RECORDS FOR THE EXERCISE:
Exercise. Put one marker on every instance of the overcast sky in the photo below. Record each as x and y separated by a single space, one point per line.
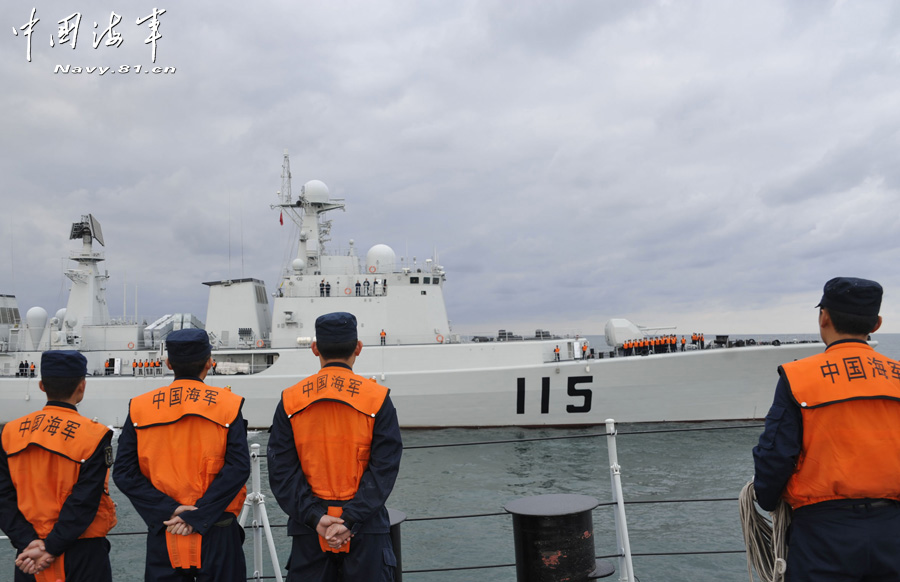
700 164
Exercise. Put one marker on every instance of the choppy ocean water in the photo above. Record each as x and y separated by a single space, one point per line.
673 540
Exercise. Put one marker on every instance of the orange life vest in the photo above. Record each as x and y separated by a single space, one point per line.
191 418
334 437
52 443
849 398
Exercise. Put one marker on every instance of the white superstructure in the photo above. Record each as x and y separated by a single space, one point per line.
262 338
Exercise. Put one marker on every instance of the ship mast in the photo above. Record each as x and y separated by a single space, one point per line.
87 298
306 213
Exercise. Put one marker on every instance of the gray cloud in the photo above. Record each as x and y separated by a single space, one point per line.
674 163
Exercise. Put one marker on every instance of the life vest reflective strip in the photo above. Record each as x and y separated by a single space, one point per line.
192 418
54 441
849 399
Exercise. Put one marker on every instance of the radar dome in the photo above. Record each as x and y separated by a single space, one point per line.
380 259
315 191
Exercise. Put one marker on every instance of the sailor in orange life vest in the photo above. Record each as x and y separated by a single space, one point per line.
54 482
831 446
183 461
333 456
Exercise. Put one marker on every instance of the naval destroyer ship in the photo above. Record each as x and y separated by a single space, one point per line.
437 378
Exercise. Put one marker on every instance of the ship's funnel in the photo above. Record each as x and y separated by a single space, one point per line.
36 320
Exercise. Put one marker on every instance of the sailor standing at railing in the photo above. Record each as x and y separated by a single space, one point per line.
333 456
54 482
183 461
831 446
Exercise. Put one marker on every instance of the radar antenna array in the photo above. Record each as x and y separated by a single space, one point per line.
89 226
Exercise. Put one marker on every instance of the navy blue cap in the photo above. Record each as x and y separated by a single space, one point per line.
63 364
336 328
188 345
852 295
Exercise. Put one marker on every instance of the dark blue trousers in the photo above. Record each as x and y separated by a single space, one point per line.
847 541
221 554
370 559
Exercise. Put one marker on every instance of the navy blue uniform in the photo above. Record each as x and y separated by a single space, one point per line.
371 557
86 560
222 535
832 541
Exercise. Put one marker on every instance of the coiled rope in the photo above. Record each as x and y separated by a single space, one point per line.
766 541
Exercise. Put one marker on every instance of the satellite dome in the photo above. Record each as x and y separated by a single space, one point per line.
380 259
315 191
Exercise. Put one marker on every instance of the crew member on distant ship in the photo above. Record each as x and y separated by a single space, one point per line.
830 446
334 454
183 461
54 475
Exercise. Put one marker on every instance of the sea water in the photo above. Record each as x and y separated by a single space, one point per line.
673 477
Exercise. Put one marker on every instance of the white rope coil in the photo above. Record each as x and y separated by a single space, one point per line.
765 540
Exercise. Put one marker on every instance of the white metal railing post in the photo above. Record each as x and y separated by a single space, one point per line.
626 568
256 502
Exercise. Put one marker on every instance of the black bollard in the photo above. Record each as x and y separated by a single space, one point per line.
554 538
397 517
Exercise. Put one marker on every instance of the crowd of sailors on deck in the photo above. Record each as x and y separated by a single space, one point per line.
662 344
364 289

PROBLEM: Transcribe word for word the lines from the one containing "Exercise. Put one marker on every instance of the white metal" through the end of the entries, including both the first and the last.

EXERCISE OUTPUT:
Exercise. Put one marker on every instance of the white metal railing post in the photo above. Record each as x and y separated by a single space, one point per line.
626 568
256 502
Exercise. Put one marker on every instance of the black bollard in the photo above. Record each as x and y separated by a single space, one point per line.
554 538
397 517
Exercise. Put one marker on every instance of the crowd of sailors on deck in the photo above. Record each as x and y separated by a single space, one point per line.
662 344
364 289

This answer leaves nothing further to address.